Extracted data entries
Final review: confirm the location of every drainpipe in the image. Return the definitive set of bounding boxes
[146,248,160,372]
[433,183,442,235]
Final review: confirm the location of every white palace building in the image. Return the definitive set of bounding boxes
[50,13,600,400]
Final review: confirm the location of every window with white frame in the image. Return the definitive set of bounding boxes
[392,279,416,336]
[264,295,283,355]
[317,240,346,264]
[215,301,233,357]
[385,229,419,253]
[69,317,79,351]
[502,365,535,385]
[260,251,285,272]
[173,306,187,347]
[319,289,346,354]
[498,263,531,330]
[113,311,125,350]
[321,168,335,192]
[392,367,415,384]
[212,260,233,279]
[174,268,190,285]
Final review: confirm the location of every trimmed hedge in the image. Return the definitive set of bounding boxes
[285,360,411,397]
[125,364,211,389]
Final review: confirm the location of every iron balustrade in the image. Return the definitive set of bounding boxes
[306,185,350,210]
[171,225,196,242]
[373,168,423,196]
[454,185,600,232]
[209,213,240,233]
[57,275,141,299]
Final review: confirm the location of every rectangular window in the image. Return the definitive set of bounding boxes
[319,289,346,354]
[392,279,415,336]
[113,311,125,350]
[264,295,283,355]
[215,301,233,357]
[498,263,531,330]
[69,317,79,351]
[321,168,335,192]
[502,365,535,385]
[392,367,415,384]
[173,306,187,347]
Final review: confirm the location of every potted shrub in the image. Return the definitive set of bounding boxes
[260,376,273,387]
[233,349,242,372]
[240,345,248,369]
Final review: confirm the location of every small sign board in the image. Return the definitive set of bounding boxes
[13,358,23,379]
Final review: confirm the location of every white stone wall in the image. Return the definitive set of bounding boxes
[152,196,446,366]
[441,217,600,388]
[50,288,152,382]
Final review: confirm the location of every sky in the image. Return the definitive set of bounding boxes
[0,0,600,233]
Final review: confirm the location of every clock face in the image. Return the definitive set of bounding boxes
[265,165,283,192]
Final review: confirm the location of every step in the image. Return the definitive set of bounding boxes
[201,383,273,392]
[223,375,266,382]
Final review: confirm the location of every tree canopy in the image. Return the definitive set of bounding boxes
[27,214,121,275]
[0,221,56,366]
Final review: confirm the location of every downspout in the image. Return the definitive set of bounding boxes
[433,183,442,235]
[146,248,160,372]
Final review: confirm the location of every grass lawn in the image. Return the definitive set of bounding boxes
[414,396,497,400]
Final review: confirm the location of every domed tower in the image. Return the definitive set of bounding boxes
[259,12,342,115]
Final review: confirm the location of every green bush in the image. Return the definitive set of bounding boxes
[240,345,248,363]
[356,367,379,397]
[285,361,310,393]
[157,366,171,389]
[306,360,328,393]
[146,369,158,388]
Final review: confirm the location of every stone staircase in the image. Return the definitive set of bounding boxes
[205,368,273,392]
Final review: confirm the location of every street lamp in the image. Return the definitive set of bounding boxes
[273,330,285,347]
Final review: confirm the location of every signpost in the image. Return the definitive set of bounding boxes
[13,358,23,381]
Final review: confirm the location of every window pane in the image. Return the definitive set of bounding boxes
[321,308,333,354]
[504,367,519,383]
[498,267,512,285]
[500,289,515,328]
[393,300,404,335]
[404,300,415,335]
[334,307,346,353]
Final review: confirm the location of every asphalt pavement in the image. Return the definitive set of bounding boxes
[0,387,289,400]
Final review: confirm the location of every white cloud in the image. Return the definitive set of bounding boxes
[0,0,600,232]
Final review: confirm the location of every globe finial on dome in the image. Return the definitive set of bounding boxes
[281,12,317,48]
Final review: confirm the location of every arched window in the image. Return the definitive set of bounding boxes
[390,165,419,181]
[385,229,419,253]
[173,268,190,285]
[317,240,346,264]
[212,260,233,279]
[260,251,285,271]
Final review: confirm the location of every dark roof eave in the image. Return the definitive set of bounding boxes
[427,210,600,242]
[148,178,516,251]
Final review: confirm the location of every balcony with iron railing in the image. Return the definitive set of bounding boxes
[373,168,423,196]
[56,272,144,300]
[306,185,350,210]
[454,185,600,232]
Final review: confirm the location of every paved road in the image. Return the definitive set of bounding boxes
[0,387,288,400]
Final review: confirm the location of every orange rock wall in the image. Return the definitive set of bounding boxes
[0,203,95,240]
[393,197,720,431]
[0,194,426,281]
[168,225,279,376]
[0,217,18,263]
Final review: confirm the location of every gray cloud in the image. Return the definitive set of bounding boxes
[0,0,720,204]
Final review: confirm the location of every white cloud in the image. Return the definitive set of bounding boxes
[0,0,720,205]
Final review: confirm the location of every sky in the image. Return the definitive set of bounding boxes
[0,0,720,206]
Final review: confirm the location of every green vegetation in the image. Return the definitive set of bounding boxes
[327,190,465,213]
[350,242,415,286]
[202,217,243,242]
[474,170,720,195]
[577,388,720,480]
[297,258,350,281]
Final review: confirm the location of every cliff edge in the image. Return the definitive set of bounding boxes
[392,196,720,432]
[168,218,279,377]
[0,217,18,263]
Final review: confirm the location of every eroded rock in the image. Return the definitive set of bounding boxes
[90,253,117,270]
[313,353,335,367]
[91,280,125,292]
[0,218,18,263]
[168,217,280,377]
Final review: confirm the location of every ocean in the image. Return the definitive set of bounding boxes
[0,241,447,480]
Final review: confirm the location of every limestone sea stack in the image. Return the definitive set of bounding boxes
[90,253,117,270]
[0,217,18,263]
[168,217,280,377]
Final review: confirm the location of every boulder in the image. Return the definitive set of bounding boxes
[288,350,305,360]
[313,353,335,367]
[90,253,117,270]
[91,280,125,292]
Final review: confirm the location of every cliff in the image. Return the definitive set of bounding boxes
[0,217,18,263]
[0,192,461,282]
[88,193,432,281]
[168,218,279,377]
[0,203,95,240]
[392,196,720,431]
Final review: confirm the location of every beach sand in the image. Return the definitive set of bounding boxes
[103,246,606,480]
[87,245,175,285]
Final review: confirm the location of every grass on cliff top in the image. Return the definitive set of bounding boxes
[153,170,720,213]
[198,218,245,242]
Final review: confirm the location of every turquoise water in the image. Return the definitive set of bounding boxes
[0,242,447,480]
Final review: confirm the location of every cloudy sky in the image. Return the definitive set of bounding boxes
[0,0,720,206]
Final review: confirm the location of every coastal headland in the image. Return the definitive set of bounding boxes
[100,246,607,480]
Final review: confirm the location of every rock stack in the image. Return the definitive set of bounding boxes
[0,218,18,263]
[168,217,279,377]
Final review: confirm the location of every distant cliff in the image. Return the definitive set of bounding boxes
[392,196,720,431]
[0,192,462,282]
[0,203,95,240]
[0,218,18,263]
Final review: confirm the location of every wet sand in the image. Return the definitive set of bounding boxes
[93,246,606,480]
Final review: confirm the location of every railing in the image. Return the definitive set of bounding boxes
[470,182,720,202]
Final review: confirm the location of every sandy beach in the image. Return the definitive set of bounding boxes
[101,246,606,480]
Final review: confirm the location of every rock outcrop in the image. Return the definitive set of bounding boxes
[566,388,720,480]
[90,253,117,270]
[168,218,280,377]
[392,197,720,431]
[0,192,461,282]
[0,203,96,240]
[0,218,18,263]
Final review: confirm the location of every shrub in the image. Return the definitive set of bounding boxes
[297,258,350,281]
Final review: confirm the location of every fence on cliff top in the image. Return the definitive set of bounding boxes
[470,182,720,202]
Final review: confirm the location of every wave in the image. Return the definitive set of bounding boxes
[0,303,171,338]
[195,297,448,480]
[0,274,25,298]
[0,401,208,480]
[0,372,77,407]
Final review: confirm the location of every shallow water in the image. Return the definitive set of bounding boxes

• _Goal_
Reproduce the entries between the line holding "Final review: confirm the location of every rock stack" and the end of the entries, inclusive, copying the text lines unchanged. Scale every bounding-box coordinate by 2.55 and round to whole numbers, with halves rounding up.

• _Response for this exercise_
Final review: confirm the location of every rock stack in the image. Return the definitive set of bounding boxes
[0,556,46,671]
[428,553,711,961]
Final review: confirm the location of every distant cliff in the image. Return the definitive set of bounding boxes
[1000,500,1836,1099]
[0,490,1178,719]
[0,518,242,612]
[0,556,46,671]
Final review: confirm the location of every wet sand in the image. Return the definitive set of bounding boxes
[237,627,1545,1224]
Final review: confirm the location of every railing in the image. Return the definitive set of bounding boxes
[1199,464,1836,515]
Final review: confirm the location of every sandy beach in the image. Return the definitive set of bounding boxes
[258,627,1545,1224]
Final review: confirm the location of every rock outcrop in the image. Return the definitive set of bounding boxes
[1443,989,1836,1224]
[230,645,298,689]
[428,556,714,961]
[1000,502,1836,1099]
[0,490,1176,719]
[0,518,245,612]
[0,556,46,671]
Final review: confirm the location of every shrub in the image. Return the definitive set of bounding boxes
[757,658,893,717]
Final review: confirm the location of every fence on cliff top in the image. Return the definitive set of bounding boxes
[1199,464,1836,515]
Final review: confirm the location of every wave in the image. Return the definitive set of bounding boxes
[0,773,436,862]
[497,757,1142,1224]
[0,699,64,760]
[0,1023,530,1224]
[0,949,196,1038]
Final review: confirm the location of every shallow water in the image. Return the definitive set of bounding boxes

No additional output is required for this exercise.